## What you will do
The answer must be every line of the records below that contains the word "tree".

Collected data
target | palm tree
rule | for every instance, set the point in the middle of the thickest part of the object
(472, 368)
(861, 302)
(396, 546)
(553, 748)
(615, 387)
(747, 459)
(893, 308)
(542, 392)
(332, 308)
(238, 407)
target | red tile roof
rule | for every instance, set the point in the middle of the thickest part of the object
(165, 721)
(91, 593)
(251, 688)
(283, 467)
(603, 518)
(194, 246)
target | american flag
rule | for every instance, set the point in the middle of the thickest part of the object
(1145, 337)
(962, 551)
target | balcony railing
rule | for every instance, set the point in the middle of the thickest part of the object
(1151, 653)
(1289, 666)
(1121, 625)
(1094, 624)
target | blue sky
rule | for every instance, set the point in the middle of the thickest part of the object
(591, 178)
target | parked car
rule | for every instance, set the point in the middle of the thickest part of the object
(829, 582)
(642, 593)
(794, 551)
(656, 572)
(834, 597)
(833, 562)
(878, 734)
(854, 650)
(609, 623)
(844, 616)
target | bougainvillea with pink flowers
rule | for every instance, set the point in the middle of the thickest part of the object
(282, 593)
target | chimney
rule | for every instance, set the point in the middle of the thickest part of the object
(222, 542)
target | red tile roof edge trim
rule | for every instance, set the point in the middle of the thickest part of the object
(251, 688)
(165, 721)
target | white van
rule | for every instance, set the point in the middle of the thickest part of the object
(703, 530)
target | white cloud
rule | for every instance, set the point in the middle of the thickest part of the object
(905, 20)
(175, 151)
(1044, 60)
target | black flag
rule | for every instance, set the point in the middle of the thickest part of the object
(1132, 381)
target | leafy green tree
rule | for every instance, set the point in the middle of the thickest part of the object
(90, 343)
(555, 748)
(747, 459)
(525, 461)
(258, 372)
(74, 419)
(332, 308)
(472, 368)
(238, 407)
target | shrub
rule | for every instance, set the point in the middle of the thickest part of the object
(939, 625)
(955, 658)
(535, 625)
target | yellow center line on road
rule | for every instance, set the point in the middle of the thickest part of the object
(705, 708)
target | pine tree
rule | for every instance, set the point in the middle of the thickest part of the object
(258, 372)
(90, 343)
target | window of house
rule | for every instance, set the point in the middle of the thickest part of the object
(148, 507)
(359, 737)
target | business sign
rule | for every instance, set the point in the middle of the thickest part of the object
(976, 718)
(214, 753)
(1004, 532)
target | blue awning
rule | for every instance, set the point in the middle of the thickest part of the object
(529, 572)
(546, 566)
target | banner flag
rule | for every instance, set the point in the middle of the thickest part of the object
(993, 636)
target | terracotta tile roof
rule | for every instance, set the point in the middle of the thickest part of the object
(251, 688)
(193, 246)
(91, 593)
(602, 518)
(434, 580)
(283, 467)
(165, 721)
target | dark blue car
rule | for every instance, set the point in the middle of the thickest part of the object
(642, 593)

## Written response
target | palm tree
target | leafy green tree
target | pine tree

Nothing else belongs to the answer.